Reading passage below:
Part of the reason Fassbinder could make so many films so well was due to the dedicated (if constantly embattled) team of actors and technicians who worked with him (and the great actress Hannah Schygulla must get mention, especially for her work in Maria Braun).
His magnum opus was the fourteen hour made for TV Berlin Alexandeplatz, an epic version of Alfred Doblin’s famed novel concerning Berlin in the days just before the Nazi’s rise. The project (including its controversial, highly personal, coda) seemed to weave together everything that had stated Fassbinder to the cinematic world.
It wasn’t his last project but it might just as well have been. He seemed to have no place left to go in his work. Or did he? Sadly, the world will never know if he could have changed and grown and surprised. However, he left enough fine work for any lifetime.
10. Stanley Kubrick
His Masterpieces: The Killing (1956), Paths of Glory (1957), Dr. Strangelove, or How I Learned to Stop Worrying and Love the Bomb (1964), 2001: A Space Odyssey (1969), A Clockwork Orange (1971), Barry Lyndon (1974), The Shining (1980), Eyes Wide Shut (1999)
The list ends much as it began, but with a twist. Like Hitchcock, Stanley Kubrick stood at the top of his profession. Unlike Hitchcock, acclaim always seemed to be his (though from the Academy of Motion Picture Arts and Sciences, who only gave him an Oscar for creating 2001’s special effects!).
Unlike the prolific Hitchcock, who gave the cinematic world 53 films and assorted TV efforts, Kubrick’s output stands at 13 films and a few early short subjects (one doubts he ever even looked at TV, much less worked in the medium).
However, unlike some of the others on this list, Kubrick’s output was not truncated, abbreviated, limited by outside forces, or curtailed. He was a legendary perfectionist who always would settle for nothing less than things being done “the right way” (i.e. his way, right or wrong).
End of Reading passage.
Entries supplied below:
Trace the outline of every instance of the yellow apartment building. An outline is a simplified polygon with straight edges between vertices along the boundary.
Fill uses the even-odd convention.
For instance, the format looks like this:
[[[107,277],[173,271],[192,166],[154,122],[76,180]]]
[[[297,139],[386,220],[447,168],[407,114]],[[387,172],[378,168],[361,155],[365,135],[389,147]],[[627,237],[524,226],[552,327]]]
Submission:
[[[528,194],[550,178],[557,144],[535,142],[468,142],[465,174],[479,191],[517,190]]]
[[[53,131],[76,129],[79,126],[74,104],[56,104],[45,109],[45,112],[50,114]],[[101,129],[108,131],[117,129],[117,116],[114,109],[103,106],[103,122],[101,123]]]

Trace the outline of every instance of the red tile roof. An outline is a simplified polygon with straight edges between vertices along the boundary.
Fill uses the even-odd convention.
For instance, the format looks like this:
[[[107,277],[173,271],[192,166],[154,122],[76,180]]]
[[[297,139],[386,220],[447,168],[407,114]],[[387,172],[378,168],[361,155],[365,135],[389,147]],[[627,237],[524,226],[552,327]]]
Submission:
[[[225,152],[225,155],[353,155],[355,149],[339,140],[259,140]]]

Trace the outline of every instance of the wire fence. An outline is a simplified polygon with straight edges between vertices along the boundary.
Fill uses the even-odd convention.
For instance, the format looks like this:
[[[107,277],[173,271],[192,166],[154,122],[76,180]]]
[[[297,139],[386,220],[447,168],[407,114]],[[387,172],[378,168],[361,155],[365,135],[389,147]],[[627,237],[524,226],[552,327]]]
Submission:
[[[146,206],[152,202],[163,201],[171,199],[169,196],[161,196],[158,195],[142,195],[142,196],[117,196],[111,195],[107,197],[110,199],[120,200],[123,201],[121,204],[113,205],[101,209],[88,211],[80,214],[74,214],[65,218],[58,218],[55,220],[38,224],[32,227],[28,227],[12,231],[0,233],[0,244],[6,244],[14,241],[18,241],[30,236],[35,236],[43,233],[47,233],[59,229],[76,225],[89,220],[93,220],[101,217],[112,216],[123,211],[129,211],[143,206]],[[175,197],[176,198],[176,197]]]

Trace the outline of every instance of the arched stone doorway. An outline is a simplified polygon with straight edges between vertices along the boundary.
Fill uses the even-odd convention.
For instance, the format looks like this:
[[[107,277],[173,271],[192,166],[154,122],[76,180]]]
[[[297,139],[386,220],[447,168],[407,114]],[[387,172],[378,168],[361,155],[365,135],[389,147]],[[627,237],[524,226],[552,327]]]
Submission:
End of Entries supplied.
**Tasks to carry out**
A. Repeat the passage about film directors between "The list ends" and "2001’s special effects!).", inclusive.
B. In the film directors passage, what was the only thing the Academy of Motion Picture Arts and Sciences gave Kubrick an Oscar for?

**Expected results**
A.
The list ends much as it began, but with a twist. Like Hitchcock, Stanley Kubrick stood at the top of his profession. Unlike Hitchcock, acclaim always seemed to be his (though from the Academy of Motion Picture Arts and Sciences, who only gave him an Oscar for creating 2001’s special effects!).

B. Creating the special effects for 2001.